→ DOCUMENT TEXT:

The President of the World Bank, Bob Zoellick, expressed this fear in January, when he said of the European debt crisis that, and I quote, ‘you can start to see a creeping populism and home country bias.’
Equally, while we have taken significant steps to open our economy, we shouldn’t pretend that Australia is as pure as the driven economic snow.
While many of ‘fortress Australia’s’ tariff walls have been torn down by Labor and Liberal Governments, the economy still contains substantial impediments to trade.
Direct subsidies, specific tax rules and industry standards are all designed to protect aspects of the economy.
While a world leading carbon tax and a still heavily regulated economy impedes our ability to compete.
But in spite of these imperfections, what is very clear from the evidence is that the thirty year journey of opening our economy has resulted in significantly higher living standards for our people.
All too often those who believe in and recognise the benefits of an open and trading economy, fail to outline what it means for Australia’s prosperity.
Let’s consider some basic facts.
Since the economic reforms of the 1980’s, Australia’s national disposable income per capita has increased by 71% in real terms.[1]
In addition, the price of goods and services in Australia has remained lower and more affordable than in most developed countries.
Since 1988, prices here have increased by an average of 3.4% per year, compared to the OECD average of 4.4%.[2]
According to Australian Government statistics, since 1985 the cost of major household appliances has dropped by 47%, small electrical appliances have dropped by 51%, furniture by 25%, and; clothes and footwear by an average of 37%.[3]
A recent Commonwealth Bank survey showed that car affordability in Australia was at a thirty five year low, taking an average wage earner only 28 weeks to purchase an average priced car, compared to 42 weeks in the mid 1990s. [4]
The Deputy Governor of the Reserve Bank, Dr Philip Lowe, made this point last week in a ground breaking speech on the Australian economy when he said:
“…the prices that Australians pay for many manufactured goods are, on average, no higher than they were a decade ago, despite average household incomes having increased by more than 60 per cent over this period.”
Ultimately, the biggest winners of the increased prosperity and lower cost of living are those on the bottom rung of our society.

→ PROBLEM 1:
Find each line of the rows that contains the string "dark", and copy those lines.
The passage and the rows have nothing to do with each other.

→ PROVIDED MATERIAL:
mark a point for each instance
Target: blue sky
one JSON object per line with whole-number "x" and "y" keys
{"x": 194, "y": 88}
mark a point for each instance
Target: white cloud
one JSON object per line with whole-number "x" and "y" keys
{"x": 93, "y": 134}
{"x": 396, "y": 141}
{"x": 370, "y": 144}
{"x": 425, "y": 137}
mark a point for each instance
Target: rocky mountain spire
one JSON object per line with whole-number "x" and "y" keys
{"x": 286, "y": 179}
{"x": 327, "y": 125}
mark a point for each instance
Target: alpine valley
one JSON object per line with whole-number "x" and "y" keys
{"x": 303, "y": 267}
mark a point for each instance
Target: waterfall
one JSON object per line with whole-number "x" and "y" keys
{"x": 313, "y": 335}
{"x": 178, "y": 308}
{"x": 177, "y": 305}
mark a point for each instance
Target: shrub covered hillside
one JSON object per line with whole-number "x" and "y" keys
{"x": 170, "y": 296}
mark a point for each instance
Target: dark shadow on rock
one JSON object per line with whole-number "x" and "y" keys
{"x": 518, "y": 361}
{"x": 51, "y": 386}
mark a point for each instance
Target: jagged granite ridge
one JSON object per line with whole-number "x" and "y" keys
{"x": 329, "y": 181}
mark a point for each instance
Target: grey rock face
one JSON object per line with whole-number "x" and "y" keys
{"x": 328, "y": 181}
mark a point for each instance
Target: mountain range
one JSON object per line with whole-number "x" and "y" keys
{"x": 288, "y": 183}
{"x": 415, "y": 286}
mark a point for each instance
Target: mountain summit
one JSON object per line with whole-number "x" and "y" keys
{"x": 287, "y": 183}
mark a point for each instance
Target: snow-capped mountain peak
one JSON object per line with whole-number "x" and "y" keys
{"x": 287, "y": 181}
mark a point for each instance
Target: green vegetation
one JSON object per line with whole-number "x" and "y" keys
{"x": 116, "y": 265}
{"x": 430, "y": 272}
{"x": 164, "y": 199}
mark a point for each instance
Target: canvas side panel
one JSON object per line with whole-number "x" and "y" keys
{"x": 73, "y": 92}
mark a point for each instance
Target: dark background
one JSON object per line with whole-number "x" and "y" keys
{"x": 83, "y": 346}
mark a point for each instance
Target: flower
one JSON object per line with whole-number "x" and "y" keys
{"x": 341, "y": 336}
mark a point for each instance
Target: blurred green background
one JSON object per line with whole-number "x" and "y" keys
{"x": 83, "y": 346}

→ PROBLEM 2:
From the passage on Australia's open economy, extract the words from "While many of" up to and including "of the economy.".

→ EXPECTED OUTPUT 1:
Target: dark shadow on rock
Target: dark background

→ EXPECTED OUTPUT 2:
While many of ‘fortress Australia’s’ tariff walls have been torn down by Labor and Liberal Governments, the economy still contains substantial impediments to trade.
Direct subsidies, specific tax rules and industry standards are all designed to protect aspects of the economy.